§ **INSTRUCTIONS FOR THE TASK**: Write out the lines from the line containing "Please place a point on the shoulder" through the final line of the listing below, exactly, omitting every other line.

┌─ MATERIAL FOR THE TASK

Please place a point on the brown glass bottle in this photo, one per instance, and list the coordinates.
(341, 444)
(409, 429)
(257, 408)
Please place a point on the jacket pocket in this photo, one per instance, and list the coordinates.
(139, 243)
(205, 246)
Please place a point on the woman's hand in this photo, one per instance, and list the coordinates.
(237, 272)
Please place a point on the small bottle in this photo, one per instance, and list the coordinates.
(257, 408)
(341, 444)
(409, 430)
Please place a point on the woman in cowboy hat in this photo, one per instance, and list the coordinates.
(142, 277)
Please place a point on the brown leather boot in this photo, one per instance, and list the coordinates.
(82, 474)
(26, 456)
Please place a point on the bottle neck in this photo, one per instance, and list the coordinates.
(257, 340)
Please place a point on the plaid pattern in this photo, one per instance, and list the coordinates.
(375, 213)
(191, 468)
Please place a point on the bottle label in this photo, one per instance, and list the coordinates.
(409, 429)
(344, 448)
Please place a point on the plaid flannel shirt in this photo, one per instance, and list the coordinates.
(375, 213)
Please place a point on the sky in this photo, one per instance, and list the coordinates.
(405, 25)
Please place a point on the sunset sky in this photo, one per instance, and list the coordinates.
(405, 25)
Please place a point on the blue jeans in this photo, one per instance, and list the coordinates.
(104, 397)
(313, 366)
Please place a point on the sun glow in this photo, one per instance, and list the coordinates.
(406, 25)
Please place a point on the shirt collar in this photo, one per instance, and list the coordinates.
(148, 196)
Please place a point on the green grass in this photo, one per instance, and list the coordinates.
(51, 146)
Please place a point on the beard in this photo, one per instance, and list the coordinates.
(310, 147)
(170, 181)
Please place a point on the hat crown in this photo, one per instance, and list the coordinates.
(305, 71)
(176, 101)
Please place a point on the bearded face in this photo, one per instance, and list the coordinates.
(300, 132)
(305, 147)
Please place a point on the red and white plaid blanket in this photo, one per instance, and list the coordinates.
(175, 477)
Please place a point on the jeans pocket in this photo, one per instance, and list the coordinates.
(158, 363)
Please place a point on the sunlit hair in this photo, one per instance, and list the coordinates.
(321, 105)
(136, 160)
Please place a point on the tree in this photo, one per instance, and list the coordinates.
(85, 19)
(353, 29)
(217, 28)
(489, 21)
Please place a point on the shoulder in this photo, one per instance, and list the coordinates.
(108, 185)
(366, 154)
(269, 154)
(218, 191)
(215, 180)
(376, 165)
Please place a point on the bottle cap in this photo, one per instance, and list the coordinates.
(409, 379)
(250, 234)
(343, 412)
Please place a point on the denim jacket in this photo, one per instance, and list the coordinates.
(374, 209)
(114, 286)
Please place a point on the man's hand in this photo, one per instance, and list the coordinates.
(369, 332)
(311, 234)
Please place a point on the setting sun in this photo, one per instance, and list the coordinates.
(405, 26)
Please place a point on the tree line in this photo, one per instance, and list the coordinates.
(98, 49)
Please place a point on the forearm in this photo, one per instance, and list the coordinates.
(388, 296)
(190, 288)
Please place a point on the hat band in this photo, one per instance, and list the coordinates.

└─

§ **COMPLETE ANSWER**:
Please place a point on the shoulder in this photo, one per instance, and list the coordinates.
(108, 185)
(366, 154)
(269, 154)
(218, 191)
(215, 180)
(376, 165)
Please place a point on the bottle cap in this photo, one per instance, and list the coordinates.
(409, 379)
(250, 234)
(343, 412)
Please place a point on the denim jacket in this photo, one per instance, and list the coordinates.
(374, 209)
(114, 286)
Please place a point on the man's hand in this photo, one per instance, and list the coordinates.
(369, 332)
(311, 234)
Please place a point on the setting sun in this photo, one per instance, and list the coordinates.
(405, 26)
Please place a point on the tree line in this photo, one per instance, and list the coordinates.
(98, 49)
Please place a point on the forearm in this photo, one per instance, and list the coordinates.
(388, 296)
(190, 288)
Please place a point on the hat band in this photo, one per instance, and list the coordinates.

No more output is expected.